[Lines of data]
* * * * *
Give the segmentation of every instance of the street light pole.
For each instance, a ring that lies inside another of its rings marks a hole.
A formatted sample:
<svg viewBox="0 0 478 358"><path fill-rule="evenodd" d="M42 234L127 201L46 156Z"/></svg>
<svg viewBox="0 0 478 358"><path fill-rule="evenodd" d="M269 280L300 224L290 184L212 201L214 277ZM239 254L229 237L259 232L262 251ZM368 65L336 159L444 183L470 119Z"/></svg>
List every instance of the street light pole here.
* * * * *
• _Written exercise_:
Locate each line in the material above that contains the string "light", matching case exactly, and copy those lines.

• _Solution_:
Give the segmentation of every instance of the street light pole.
List every instance of the street light pole here.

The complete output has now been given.